■ **Written instruction**
From the passage below on the CAAV and advice for farming, write out word for word the part between "-         the release" and "Pressures and Opportunities.", inclusive.

■ **Document extract**

With that background and need, the CAAV’s public policy work seeks to ensure that policies are designed so that they can be implemented in as practical a way as possible, taking account of circumstances and so be effective, practical, with the least unfortunate, unintended or perverse side effects and enables sensible advice to be given on which clients can take decisions.

 

1.              Overview – The Need for Advice

1.1              We foresee increasing pressures on farming and rural land management in the 2020s from economic challenge and change with the combination of changing agricultural policies and wider economic developments, new technologies, evolving markets, the force of climate change mitigation measures and other environmental policies.  This is not simply a function of England’s Agricultural Transition Plan.  Looking at this as a generation’s change to manage in this decade with both:

-         the release of the pressures muffled by the area payments paid since 1993 and

-         the measures taken to deliver net zero greenhouse gas emissions by 2050

the CAAV has explored some of these pressures and where they may lead in its recent discussion paper, Future Rural Land Uses in the United Kingdom: A Review of Pressures and Opportunities.

 

1.2              Guiding farming through the resulting processes of economic and structural change will require specific, case by case, individual advice, facilitation, brokerage and assistance with implementation for which work agricultural valuers are well qualified.   With a prospect that is larger than government, the outcomes will turn on the multitude of individual decisions by families and businesses as we move into a different and less standardised agricultural world.  The need is to support them in managing change rather than being managed by it.  The core question might be where, after review, they realistically hope to be in 10 years time and then helping them achieve that.  If that prospect is seen as wearying or economically impossible, what are the best ways to handle that?  If it is seen as unfolding opportunity, how is that best realised?  How are both those parties interests best maximised?

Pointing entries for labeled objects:
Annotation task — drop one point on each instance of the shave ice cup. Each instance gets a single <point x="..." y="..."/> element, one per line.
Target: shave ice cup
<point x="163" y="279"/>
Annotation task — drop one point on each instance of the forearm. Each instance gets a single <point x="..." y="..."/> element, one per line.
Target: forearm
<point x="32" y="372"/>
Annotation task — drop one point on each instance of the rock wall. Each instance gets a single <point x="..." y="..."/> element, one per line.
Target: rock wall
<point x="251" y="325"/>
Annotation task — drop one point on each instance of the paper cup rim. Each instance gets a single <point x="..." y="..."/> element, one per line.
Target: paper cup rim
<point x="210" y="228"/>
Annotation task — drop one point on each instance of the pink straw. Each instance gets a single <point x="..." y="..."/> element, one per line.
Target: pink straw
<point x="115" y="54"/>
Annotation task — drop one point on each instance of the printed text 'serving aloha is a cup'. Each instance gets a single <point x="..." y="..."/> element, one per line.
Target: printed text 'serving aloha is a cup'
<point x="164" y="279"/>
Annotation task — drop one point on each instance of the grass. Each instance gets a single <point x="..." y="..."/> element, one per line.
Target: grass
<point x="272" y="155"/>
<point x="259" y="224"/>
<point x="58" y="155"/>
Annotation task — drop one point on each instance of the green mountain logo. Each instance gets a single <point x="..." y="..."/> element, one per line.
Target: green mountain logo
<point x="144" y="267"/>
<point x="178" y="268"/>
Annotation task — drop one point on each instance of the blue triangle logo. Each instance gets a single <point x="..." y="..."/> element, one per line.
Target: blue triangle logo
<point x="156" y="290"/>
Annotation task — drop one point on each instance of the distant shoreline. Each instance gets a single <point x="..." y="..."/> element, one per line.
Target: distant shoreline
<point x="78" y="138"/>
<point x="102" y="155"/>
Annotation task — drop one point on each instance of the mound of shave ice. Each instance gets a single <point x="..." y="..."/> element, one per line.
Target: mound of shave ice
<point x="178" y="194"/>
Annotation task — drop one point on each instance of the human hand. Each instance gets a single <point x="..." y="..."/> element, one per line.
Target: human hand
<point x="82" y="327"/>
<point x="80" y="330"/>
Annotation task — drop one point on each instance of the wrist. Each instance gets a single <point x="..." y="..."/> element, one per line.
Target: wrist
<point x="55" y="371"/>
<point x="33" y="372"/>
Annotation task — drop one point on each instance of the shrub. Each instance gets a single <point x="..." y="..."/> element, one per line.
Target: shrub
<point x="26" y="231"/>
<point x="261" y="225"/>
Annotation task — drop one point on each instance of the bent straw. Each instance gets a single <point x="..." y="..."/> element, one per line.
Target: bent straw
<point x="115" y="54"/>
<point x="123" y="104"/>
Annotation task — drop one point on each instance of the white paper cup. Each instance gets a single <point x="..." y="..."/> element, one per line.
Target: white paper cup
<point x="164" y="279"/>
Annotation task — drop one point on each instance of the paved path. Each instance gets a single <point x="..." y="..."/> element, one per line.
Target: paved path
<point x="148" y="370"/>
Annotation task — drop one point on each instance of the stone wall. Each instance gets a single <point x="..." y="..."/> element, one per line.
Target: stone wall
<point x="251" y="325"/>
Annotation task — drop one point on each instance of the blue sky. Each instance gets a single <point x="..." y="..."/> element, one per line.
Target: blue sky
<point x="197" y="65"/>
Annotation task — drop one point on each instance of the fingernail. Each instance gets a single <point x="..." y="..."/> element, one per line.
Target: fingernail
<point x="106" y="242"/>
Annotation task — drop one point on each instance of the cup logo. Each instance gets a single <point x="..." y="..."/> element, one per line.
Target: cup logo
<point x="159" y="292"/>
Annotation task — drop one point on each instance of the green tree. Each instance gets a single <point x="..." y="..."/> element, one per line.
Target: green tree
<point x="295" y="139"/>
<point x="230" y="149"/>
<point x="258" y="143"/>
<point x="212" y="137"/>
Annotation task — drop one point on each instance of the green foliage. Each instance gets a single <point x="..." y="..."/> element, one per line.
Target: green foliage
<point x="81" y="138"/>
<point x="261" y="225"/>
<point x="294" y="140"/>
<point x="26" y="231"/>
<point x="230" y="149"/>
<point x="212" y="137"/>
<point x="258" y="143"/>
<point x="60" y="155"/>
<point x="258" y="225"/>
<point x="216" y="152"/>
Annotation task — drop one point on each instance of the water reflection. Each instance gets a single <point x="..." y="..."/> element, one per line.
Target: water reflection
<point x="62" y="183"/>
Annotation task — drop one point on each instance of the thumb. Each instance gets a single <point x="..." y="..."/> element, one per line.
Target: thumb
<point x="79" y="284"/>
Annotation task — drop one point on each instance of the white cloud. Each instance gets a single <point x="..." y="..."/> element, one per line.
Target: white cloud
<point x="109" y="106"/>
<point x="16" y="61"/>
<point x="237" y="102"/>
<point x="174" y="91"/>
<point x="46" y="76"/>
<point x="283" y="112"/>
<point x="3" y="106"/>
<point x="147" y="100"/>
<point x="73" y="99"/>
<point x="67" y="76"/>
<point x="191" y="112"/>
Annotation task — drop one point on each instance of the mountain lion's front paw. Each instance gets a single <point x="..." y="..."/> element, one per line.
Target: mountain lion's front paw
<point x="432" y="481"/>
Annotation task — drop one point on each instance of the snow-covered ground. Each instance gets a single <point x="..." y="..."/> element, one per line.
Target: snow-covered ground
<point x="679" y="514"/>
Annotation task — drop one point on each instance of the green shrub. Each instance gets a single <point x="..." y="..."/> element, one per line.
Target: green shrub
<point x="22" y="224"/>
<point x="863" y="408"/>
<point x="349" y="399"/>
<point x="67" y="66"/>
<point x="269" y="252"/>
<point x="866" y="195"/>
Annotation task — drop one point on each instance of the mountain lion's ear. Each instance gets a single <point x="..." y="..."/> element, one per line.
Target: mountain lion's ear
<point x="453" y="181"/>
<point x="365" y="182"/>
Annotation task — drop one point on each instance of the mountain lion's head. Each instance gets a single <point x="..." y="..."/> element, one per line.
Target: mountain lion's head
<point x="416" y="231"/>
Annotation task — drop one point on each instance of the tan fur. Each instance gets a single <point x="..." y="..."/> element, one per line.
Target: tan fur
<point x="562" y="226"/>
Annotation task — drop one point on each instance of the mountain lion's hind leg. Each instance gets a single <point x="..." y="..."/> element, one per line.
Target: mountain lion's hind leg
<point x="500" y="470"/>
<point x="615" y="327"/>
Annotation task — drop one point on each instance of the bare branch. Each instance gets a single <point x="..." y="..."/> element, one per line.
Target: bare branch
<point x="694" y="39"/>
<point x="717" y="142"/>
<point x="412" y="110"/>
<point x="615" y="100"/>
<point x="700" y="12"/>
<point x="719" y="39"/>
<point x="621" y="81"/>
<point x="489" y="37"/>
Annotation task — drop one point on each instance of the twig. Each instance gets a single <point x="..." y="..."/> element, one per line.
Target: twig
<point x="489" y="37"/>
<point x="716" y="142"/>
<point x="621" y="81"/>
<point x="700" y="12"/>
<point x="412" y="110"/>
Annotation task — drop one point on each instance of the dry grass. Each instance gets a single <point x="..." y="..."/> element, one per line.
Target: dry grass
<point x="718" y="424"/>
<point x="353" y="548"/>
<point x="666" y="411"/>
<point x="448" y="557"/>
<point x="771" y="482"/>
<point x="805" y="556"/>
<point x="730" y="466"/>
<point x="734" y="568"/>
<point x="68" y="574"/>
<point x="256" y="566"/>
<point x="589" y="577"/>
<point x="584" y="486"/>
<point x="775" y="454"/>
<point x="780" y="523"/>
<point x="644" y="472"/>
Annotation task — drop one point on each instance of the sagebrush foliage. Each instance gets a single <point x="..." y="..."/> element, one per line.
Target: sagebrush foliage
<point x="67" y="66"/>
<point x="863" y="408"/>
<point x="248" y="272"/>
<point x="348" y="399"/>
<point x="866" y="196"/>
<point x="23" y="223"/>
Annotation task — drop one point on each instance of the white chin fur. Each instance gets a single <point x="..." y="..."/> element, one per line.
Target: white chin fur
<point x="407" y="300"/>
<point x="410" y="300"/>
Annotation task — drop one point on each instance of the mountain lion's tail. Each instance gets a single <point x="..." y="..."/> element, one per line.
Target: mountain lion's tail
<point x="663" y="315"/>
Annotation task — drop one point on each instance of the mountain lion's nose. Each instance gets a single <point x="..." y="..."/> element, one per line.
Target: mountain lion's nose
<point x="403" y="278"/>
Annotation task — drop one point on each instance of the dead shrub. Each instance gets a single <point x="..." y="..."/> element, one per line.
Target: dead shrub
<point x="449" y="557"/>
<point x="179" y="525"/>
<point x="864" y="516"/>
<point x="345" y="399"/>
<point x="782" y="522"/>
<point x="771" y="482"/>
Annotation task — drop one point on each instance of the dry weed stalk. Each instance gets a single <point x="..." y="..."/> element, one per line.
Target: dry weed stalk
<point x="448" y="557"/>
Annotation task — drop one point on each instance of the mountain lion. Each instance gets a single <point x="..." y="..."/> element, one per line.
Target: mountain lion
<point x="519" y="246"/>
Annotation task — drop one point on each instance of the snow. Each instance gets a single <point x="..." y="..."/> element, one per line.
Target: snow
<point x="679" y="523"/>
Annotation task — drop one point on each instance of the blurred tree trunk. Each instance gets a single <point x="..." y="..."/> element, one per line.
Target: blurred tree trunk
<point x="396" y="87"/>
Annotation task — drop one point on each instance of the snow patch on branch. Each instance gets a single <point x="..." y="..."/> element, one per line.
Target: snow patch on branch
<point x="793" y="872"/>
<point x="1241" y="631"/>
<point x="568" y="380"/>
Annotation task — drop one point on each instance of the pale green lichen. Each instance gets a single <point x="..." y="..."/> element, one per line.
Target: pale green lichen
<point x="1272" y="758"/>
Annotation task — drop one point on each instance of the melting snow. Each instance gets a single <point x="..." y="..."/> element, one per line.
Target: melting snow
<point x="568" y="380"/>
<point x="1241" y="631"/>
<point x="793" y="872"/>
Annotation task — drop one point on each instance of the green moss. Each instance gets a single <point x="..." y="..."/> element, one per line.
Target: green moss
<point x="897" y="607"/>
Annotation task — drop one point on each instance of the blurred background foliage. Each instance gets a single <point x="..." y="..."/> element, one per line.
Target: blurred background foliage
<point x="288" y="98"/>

■ **Final result**
-         the release of the pressures muffled by the area payments paid since 1993 and

-         the measures taken to deliver net zero greenhouse gas emissions by 2050

the CAAV has explored some of these pressures and where they may lead in its recent discussion paper, Future Rural Land Uses in the United Kingdom: A Review of Pressures and Opportunities.